-- Start Source text --

Private data collections recommended usage


omer.glam@...
 

Hello, 
 
We are in the process of developing a solution based on fabric, in our use cases multiple organization on a channel should be able to store private data (only available for their Organization) and also be able to share some of this private data with subset of organizations on the channel in a private manner.
 
We are looking into private data collections in order to fulfill this use case, in our research and design phase some ideas and patterns have emerged:
 
1. Single private collection per organization (implicit), where each organization will store his private data, and share this information by allowing other organizations to Query the collection using chaincode and managing ACL on the ledger to approve or reject reads from the collection.
 
2. Private collection between each pair of organizations in the channel, along side a private (implicit) collection per organization. each organization can save private information into his implicit collection, and when he desire to share this data he can write it into the shared collection between him and another organization, while managing the information about where this information is shared on his private collection. this can occur under the same transaction to preserve atomicity of the operation.
 
Of course each pattern have its advantages and disadvantages which are specific for the solution we are building, notably are the data duplication vs data access patterns, which may have different criteria and acceptance tolerance based on our overall solution.
 
My questions here are as follows:
 
a. from fabric perspective, what is the recommended pattern in terms of best practice ? what will be the overhead for each pattern (duplication of data vs frequent Chaincode queries to a single Organization) ? 
 
b. Does private data collection definition must be approved by each participating Organizations in the channel in order to function ?
 for example, given a channel with 5 organizations, 2 of those organizations wants to setup a private collection between them where both organizations are required for endorsement, does those two organizations require the other 3 organizations on the channel to approve the collections definition, or is it enough that those two organizations approve the collection definition themselves in order to use it? same question for modifying existing collection definition
 
c. Does usage of private data collections cause additional overhead in terms of performance in fabric?
 
 
Thank you,
Omer


David Enyeart
 

There is also a 3rd option which is to use an implicit collection per org, and have an organization share the private data with another organization's implicit private data collection on a need-to-know basis. The receiving organization can verify the private against the on-chain hash of the sending organization. This pattern is one of multiple patterns mentioned here:
https://hyperledger-fabric.readthedocs.io/en/latest/private-data/private-data.html#sharing-private-data

a. I would suggest either pattern 1) or pattern 3). Pattern 2) will be challenging to manage if you have many pairs of organizations. Use pattern 1 for less duplication of data and more fine grained access control. Use pattern 3 if you want clients to query only their own org's peer. Your choice.

b. If using explicit collection definitions, the entire set of collections must be agreed to based on the channel's configurable LifecycleEndorsement policy. You could for example require a majority of organizations to approve an updated chaincode definition with new collection definitions. Or you could require any two orgs to approve, or a single org acting in a channel administrator role. Your choice.

-- End Source text --
-- Start Stored rows --

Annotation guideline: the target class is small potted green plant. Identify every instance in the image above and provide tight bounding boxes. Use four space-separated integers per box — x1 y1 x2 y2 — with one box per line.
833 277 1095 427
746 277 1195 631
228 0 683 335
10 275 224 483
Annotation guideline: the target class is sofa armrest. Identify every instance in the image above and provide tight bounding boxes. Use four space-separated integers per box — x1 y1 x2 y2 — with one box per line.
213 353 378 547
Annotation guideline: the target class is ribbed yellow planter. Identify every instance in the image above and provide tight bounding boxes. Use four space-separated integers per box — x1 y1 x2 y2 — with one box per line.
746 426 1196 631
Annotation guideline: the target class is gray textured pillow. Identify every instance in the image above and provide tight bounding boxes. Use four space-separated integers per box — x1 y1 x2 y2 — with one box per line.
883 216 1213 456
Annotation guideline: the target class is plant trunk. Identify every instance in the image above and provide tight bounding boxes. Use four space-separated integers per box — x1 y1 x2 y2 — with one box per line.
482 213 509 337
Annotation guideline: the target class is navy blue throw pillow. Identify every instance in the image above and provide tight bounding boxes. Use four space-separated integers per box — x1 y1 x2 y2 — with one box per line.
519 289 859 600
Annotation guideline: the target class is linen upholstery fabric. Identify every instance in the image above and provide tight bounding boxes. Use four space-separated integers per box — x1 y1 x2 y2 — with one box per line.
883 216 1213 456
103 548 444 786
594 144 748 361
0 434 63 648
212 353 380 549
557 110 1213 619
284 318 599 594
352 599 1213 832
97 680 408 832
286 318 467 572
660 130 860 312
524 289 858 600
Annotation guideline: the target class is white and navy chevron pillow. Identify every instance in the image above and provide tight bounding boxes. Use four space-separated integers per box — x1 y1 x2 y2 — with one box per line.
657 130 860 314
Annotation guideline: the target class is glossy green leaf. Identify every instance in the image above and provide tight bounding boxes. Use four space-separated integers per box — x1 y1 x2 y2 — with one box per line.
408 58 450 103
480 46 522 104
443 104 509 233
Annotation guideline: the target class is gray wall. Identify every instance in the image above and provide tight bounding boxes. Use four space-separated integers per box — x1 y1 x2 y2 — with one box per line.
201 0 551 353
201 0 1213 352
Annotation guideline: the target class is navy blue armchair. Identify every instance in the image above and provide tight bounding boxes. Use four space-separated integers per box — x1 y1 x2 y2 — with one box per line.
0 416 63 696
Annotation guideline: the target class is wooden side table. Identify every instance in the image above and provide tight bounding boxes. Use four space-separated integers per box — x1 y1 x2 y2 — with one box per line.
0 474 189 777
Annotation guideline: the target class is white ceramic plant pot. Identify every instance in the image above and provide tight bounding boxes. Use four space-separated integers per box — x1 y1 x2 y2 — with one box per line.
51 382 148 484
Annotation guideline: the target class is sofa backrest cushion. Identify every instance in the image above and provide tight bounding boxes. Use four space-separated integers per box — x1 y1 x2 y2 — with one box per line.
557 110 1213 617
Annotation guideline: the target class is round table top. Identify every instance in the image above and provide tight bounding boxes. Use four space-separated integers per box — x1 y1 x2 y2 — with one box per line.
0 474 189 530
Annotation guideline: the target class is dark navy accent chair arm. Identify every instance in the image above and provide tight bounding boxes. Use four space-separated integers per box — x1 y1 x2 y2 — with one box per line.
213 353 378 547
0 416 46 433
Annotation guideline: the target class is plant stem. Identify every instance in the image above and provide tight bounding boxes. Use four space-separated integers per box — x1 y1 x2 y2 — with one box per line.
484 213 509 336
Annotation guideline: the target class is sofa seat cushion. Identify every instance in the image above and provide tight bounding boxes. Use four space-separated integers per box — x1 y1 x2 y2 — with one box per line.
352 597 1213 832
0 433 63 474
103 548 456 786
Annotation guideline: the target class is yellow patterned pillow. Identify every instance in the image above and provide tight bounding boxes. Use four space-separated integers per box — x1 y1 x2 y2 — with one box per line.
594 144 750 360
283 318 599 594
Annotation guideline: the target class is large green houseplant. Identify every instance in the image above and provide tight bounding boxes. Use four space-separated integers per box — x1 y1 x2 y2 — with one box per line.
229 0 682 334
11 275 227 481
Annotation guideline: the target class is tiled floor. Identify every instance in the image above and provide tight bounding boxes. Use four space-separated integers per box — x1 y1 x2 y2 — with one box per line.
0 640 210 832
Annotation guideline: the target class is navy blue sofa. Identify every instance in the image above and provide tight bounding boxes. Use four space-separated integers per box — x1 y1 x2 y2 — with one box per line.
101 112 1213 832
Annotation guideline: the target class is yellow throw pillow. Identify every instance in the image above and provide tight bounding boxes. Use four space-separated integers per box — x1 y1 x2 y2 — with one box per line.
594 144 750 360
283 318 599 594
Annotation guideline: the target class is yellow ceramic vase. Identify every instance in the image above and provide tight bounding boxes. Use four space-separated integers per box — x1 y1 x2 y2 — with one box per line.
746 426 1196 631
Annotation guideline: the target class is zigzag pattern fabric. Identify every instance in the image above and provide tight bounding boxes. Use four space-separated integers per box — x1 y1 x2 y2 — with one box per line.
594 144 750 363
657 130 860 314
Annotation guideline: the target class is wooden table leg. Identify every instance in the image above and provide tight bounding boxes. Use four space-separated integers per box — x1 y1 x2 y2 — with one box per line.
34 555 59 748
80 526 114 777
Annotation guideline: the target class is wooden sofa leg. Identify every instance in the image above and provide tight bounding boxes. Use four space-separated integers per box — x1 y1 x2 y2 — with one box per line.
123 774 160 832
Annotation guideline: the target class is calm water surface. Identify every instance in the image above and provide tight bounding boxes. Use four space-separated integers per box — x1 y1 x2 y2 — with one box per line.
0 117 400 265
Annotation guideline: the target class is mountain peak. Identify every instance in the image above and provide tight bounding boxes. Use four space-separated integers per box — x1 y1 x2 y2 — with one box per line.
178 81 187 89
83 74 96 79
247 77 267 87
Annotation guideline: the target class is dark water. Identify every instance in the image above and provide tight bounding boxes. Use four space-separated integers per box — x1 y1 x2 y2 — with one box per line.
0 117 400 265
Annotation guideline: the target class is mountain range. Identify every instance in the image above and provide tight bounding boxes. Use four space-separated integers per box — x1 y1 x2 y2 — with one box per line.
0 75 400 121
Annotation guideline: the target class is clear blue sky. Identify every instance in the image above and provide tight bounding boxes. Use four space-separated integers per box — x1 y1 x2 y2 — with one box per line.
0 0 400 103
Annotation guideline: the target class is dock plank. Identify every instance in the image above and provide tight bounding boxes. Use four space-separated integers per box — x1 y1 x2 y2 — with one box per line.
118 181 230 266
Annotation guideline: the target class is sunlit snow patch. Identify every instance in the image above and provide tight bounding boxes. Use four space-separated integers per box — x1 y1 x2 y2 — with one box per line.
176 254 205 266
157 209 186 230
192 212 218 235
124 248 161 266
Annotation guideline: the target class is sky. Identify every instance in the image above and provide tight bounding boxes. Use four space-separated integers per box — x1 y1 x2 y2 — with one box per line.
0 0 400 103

-- End Stored rows --

■ Required tasks
[a] Answer these from the private data collections thread:
(i) How many organizations are on the channel in the example given with question b?
(ii) Which two patterns does David Enyeart suggest in his reply to question a?
(iii) Which policy determines agreement to the entire set of explicit collection definitions?
[b] Reproduce everything in the private data collections thread from "There is also" down to "peer. Your choice.", substituting "case-by-case basis" for "need-to-know basis".
[c] Resume the private data collections thread from the point where it stops.
The material has no connection to the private data collections thread.

■ Answers to the exercises
[a]
(i) Five organizations.
(ii) Pattern 1 or pattern 3.
(iii) The channel's configurable LifecycleEndorsement policy.

[b]
There is also a 3rd option which is to use an implicit collection per org, and have an organization share the private data with another organization's implicit private data collection on a case-by-case basis. The receiving organization can verify the private against the on-chain hash of the sending organization. This pattern is one of multiple patterns mentioned here:
https://hyperledger-fabric.readthedocs.io/en/latest/private-data/private-data.html#sharing-private-data

a. I would suggest either pattern 1) or pattern 3). Pattern 2) will be challenging to manage if you have many pairs of organizations. Use pattern 1 for less duplication of data and more fine grained access control. Use pattern 3 if you want clients to query only their own org's peer. Your choice.

[c]
c. There is not yet a performance benchmark for private data. I would expect some performance impact, but I expect it would be less than a 2x hit.

Note that pattern 3 requires duplicating private data in each authorized organization's implicit private data collection. There is another future proposal called 'local collections' that would eliminate this duplication. Essentially a single common hash would be stored on-chain, and a client can send the private data to any org peers they desire. The receiving org peers would verify the private data against the on-chain hash, and store the private data locally. Whoever is interested in this feature can add a 'vote' for it at https://jira.hyperledger.org/browse/FAB-7593.


Dave Enyeart

omer.glam---05/12/2020 10:14:01 AM---Hello, We are in the process of developing a solution based on fabric, in our use cases multiple org

From: omer.glam@...
To: fabric@...
Date: 05/12/2020 10:14 AM
Subject: [EXTERNAL] [Hyperledger Fabric] Private data collections recommended usage
Sent by: fabric@...





Hello,

We are in the process of developing a solution based on fabric, in our use cases multiple organization on a channel should be able to store private data (only available for their Organization) and also be able to share some of this private data with subset of organizations on the channel in a private manner.

We are looking into private data collections in order to fulfill this use case, in our research and design phase some ideas and patterns have emerged:

1. Single private collection per organization (implicit), where each organization will store his private data, and share this information by allowing other organizations to Query the collection using chaincode and managing ACL on the ledger to approve or reject reads from the collection.

2. Private collection between each pair of organizations in the channel, along side a private (implicit) collection per organization. each organization can save private information into his implicit collection, and when he desire to share this data he can write it into the shared collection between him and another organization, while managing the information about where this information is shared on his private collection. this can occur under the same transaction to preserve atomicity of the operation.

Of course each pattern have its advantages and disadvantages which are specific for the solution we are building, notably are the data duplication vs data access patterns, which may have different criteria and acceptance tolerance based on our overall solution.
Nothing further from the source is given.